• **Exercise prompt**: Reproduce the entire listing below verbatim, with no alterations.

• **Dataset items**:

----

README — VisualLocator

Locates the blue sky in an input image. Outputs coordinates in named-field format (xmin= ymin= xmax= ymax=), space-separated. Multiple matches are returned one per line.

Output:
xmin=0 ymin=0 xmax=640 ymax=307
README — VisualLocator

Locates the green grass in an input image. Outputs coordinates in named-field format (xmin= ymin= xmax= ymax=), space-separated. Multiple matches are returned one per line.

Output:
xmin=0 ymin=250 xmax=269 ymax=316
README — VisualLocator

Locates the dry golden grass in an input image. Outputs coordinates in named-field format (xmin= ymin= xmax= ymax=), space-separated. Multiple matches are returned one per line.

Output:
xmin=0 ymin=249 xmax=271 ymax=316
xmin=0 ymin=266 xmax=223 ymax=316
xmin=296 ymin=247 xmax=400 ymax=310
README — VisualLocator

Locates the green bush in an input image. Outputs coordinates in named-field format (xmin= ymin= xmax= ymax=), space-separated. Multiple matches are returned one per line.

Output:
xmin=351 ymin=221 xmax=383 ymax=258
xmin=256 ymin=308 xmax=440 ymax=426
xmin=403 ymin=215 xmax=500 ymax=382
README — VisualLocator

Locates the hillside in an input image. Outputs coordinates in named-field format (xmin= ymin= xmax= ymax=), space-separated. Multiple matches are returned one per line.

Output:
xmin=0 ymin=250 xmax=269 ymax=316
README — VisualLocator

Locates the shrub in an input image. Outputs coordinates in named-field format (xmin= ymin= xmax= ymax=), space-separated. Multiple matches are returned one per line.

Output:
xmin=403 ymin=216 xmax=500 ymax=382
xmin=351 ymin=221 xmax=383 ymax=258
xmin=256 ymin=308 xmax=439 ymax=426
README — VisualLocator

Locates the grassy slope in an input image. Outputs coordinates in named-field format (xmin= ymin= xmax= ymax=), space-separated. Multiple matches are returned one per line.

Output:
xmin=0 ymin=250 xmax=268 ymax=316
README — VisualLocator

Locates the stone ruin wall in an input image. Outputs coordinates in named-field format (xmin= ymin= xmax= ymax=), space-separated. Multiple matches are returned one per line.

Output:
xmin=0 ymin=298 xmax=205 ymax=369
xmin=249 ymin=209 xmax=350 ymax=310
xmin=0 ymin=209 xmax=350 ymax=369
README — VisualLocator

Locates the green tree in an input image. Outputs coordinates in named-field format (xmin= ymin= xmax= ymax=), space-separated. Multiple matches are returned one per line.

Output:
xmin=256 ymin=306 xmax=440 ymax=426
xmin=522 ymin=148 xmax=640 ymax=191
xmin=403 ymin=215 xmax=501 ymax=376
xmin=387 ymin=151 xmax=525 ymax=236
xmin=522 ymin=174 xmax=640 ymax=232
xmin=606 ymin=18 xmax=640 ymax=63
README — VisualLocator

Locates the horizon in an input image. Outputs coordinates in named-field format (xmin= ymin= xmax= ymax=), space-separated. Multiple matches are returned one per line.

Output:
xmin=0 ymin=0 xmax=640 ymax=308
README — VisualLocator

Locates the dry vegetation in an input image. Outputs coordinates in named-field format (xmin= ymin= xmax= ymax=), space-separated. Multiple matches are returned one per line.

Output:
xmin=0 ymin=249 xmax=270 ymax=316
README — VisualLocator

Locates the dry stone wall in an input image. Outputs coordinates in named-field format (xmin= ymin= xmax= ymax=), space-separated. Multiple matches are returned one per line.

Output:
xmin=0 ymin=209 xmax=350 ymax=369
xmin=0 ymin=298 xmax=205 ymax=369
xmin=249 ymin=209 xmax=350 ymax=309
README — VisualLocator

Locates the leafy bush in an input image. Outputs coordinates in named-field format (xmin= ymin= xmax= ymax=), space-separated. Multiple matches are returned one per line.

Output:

----

• **Exercise solution**:
README — VisualLocator

Locates the blue sky in an input image. Outputs coordinates in named-field format (xmin= ymin= xmax= ymax=), space-separated. Multiple matches are returned one per line.

Output:
xmin=0 ymin=0 xmax=640 ymax=307
README — VisualLocator

Locates the green grass in an input image. Outputs coordinates in named-field format (xmin= ymin= xmax= ymax=), space-separated. Multiple matches are returned one per line.

Output:
xmin=0 ymin=250 xmax=269 ymax=316
README — VisualLocator

Locates the dry golden grass in an input image. Outputs coordinates in named-field format (xmin= ymin= xmax= ymax=), space-separated. Multiple matches are returned one per line.

Output:
xmin=0 ymin=249 xmax=271 ymax=316
xmin=0 ymin=266 xmax=223 ymax=316
xmin=296 ymin=247 xmax=400 ymax=310
README — VisualLocator

Locates the green bush in an input image. Outputs coordinates in named-field format (xmin= ymin= xmax= ymax=), space-separated. Multiple matches are returned one per line.

Output:
xmin=351 ymin=221 xmax=383 ymax=258
xmin=256 ymin=308 xmax=440 ymax=426
xmin=403 ymin=215 xmax=500 ymax=382
README — VisualLocator

Locates the hillside in an input image. Outputs coordinates in named-field format (xmin= ymin= xmax= ymax=), space-separated. Multiple matches are returned one per line.

Output:
xmin=0 ymin=250 xmax=269 ymax=316
README — VisualLocator

Locates the shrub in an input image. Outputs coordinates in named-field format (xmin= ymin= xmax= ymax=), space-separated. Multiple matches are returned one per line.

Output:
xmin=403 ymin=216 xmax=500 ymax=382
xmin=351 ymin=221 xmax=383 ymax=258
xmin=256 ymin=308 xmax=439 ymax=426
README — VisualLocator

Locates the grassy slope in an input image. Outputs coordinates in named-field format (xmin= ymin= xmax= ymax=), space-separated. Multiple matches are returned one per line.

Output:
xmin=0 ymin=250 xmax=268 ymax=316
README — VisualLocator

Locates the stone ruin wall in an input image. Outputs coordinates in named-field format (xmin= ymin= xmax= ymax=), space-separated. Multiple matches are returned one per line.

Output:
xmin=0 ymin=298 xmax=205 ymax=369
xmin=249 ymin=209 xmax=350 ymax=310
xmin=0 ymin=209 xmax=350 ymax=369
README — VisualLocator

Locates the green tree in an input image. Outputs coordinates in named-field format (xmin= ymin= xmax= ymax=), space-separated. Multiple matches are returned one per line.

Output:
xmin=256 ymin=306 xmax=440 ymax=426
xmin=522 ymin=148 xmax=640 ymax=191
xmin=403 ymin=215 xmax=501 ymax=376
xmin=387 ymin=151 xmax=525 ymax=236
xmin=522 ymin=174 xmax=640 ymax=232
xmin=606 ymin=18 xmax=640 ymax=63
README — VisualLocator

Locates the horizon in an input image. Outputs coordinates in named-field format (xmin= ymin= xmax= ymax=), space-separated. Multiple matches are returned one per line.

Output:
xmin=0 ymin=0 xmax=640 ymax=308
README — VisualLocator

Locates the dry vegetation in an input image. Outputs coordinates in named-field format (xmin= ymin= xmax= ymax=), space-separated. Multiple matches are returned one per line.

Output:
xmin=0 ymin=249 xmax=270 ymax=316
README — VisualLocator

Locates the dry stone wall in an input image. Outputs coordinates in named-field format (xmin= ymin= xmax= ymax=), space-separated. Multiple matches are returned one per line.

Output:
xmin=0 ymin=209 xmax=350 ymax=369
xmin=0 ymin=298 xmax=205 ymax=369
xmin=249 ymin=209 xmax=350 ymax=309
README — VisualLocator

Locates the leafy bush in an input image. Outputs coordinates in named-field format (xmin= ymin= xmax= ymax=), space-separated. Multiple matches are returned one per line.

Output:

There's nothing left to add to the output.